▶ _Exercise text_

★ ★ ★

In 1996, Coonan was elected to the federal Senate as a Liberal senator for New South Wales. She was re-elected in 2001 and appointed Minister for Revenue and Assistant Treasurer (2001–04), making her the first woman to hold an Australian Treasury portfolio since Federation.

As Minister for Revenue and Assistant Treasurer, Coonan appointed David R Vos as the first Inspector-General of Taxation during August 2003; following from the passage of the Inspector-General of Taxation Bill 2002 and providing an adviser to government in the interests of taxpayers.

===Minister for Communications, Information Technology and the Arts===

Coonan was appointed Minister for Communications, Information Technology and the Arts, with a seat in the Cabinet, in July 2004. Her portfolio was responsible for overseeing the Australian broadcasting and telecommunications industries as well as the ICT sector and Australia Post. Coonan was also the senior minister responsible for the arts. She became Deputy Leader of the Government in the Senate in January 2006, and was the first female in the Coalition Leadership team remaining in that role until the coalition was defeated at the polls on 24 November 2007.

===Digital television===

In July 2004, Australia was in a transitional phase: digital television was broadcast in parallel to the old analogue television signals. The stated plan was full handover to digital by 2008 and shutdown of all analogue television broadcast.

In September 2005, Coonan announced a review of the digital television situation. It was noted that the government had spent $1 billion supporting the change from analogue TV to digital TV. The plan to switch off analogue TV by 2008 in metropolitan areas and by 2011 in regional markets was regarded as unlikely to be workable because the take-up of digital receivers had been poor.

The minister supervised the creation of Digital Australia, a new federally funded government body for coordinating the transition to digital television. Andrew Townend (former COO of Digital UK) was appointed executive director in 2007.

===Digital radio===

In October 2005, Coonan released a plan for a staged rollout of Digital Audio Broadcasting using the Eureka-147 technology, starting in metropolitan areas. There was no plan to phase out analogue radio, but a 6-year moratorium on new broadcasting services band licenses was announced.

===Media ownership===

Coonan was instrumental in promoting legislative changes to the cross-media and foreign ownership laws in the Broadcasting Services Amendment (Media Ownership) Bill 2006. The changes relaxed restrictions against cross-media ownership or control by a single company.

===Internet filtering===

As far back as December 2004, Coonan was under pressure from the religious conservative lobby, in particular Senator Brian Harradine.

★ ★ ★

▶ _Record excerpts_
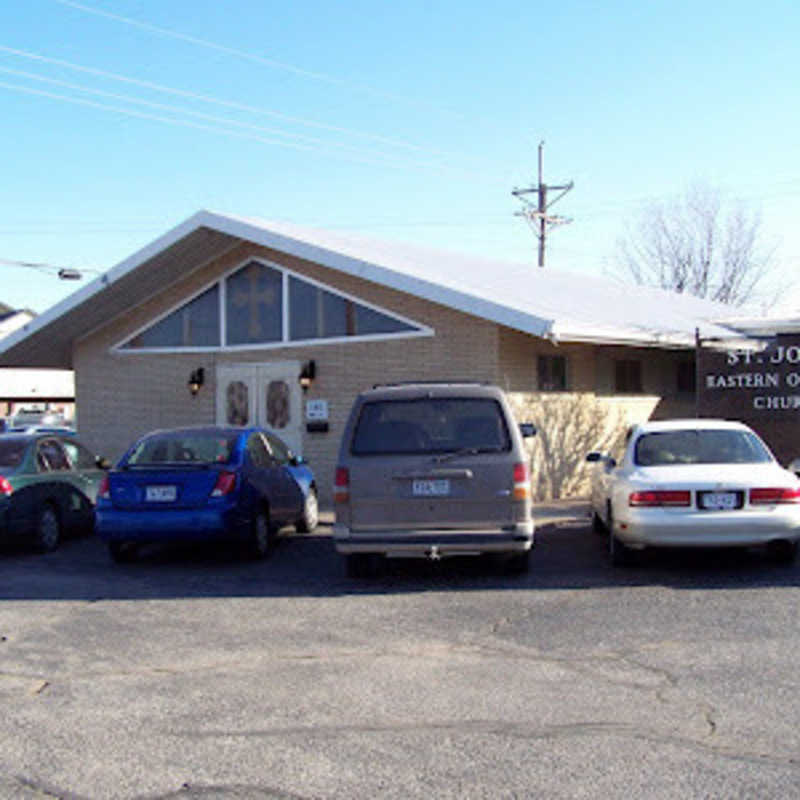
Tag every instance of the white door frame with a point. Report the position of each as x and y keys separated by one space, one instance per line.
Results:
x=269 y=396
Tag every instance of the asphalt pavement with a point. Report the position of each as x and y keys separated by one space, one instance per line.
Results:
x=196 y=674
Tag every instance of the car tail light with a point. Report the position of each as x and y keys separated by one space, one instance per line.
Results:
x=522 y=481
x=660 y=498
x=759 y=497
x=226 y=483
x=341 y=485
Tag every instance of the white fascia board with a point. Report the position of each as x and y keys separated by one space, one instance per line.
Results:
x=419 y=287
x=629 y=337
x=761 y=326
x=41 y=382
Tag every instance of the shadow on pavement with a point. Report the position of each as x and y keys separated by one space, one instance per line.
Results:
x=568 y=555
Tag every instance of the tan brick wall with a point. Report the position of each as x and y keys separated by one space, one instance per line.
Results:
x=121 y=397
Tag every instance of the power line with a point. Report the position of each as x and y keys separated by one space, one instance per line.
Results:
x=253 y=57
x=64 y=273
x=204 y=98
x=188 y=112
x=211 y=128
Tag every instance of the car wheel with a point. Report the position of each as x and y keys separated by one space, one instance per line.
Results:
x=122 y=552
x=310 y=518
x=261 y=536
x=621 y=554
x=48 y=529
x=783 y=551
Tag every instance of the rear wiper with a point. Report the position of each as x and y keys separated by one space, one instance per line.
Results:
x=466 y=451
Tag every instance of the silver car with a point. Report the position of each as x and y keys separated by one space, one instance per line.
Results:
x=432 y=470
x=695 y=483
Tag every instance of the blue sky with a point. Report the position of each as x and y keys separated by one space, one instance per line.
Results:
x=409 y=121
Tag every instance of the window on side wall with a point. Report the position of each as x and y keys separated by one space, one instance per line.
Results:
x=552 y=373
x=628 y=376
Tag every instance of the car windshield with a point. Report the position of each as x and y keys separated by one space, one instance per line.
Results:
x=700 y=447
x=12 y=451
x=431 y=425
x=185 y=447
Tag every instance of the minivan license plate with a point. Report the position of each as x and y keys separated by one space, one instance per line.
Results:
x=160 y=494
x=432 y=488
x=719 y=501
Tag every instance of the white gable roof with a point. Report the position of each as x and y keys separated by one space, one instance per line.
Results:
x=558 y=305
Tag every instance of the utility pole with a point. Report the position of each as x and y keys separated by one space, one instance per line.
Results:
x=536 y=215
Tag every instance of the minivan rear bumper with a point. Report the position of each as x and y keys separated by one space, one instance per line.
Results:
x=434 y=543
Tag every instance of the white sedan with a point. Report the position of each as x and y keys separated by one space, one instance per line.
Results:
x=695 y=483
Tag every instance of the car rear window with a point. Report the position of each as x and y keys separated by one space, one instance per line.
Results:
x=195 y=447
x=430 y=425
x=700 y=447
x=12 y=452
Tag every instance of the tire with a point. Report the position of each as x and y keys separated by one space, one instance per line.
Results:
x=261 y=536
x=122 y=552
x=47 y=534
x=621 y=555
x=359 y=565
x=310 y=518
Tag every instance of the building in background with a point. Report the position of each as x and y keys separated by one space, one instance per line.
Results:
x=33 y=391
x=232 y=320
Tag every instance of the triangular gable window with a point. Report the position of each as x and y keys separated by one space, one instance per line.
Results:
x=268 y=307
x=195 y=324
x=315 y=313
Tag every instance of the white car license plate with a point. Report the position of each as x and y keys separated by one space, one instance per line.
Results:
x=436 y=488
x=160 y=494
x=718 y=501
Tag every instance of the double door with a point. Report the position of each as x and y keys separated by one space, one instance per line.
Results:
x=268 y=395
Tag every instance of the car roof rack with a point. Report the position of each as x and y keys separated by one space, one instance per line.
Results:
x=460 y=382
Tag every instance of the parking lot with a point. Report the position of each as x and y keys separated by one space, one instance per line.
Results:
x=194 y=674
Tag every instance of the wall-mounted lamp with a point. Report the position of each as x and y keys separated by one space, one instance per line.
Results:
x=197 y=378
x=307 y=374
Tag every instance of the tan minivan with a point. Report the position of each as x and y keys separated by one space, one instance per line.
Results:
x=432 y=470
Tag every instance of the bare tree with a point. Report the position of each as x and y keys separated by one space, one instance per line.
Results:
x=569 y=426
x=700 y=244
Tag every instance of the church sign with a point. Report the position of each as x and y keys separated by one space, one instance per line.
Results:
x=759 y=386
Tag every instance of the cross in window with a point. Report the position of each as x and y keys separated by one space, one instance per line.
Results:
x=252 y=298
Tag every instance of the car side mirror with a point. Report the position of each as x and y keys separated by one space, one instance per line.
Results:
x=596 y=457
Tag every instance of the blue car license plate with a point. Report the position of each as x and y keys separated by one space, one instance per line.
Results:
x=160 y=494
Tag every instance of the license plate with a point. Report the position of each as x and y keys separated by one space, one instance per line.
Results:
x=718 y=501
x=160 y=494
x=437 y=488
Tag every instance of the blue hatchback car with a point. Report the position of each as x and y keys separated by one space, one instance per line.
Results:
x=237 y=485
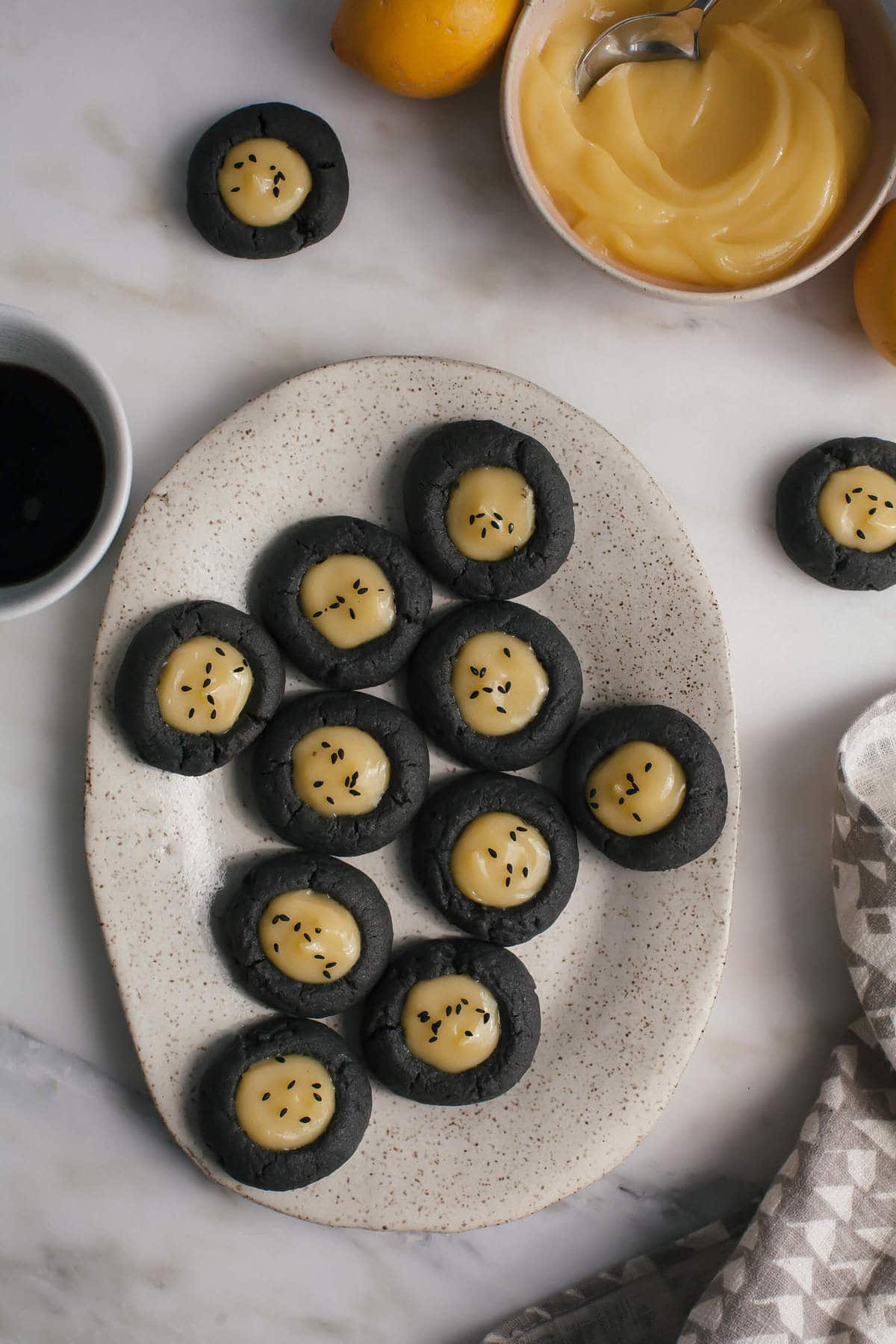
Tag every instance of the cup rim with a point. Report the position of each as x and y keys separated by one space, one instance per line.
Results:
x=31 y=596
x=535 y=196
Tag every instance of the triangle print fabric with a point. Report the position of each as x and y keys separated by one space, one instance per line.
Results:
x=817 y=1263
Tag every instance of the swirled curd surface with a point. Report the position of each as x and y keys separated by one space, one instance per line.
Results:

★ ★ ★

▶ _Task instructions_
Copy the Coonan text from "In July 2004, Australia" to "had been poor.", substituting "uptake" for "take-up".

▶ _Final answer_
In July 2004, Australia was in a transitional phase: digital television was broadcast in parallel to the old analogue television signals. The stated plan was full handover to digital by 2008 and shutdown of all analogue television broadcast.

In September 2005, Coonan announced a review of the digital television situation. It was noted that the government had spent $1 billion supporting the change from analogue TV to digital TV. The plan to switch off analogue TV by 2008 in metropolitan areas and by 2011 in regional markets was regarded as unlikely to be workable because the uptake of digital receivers had been poor.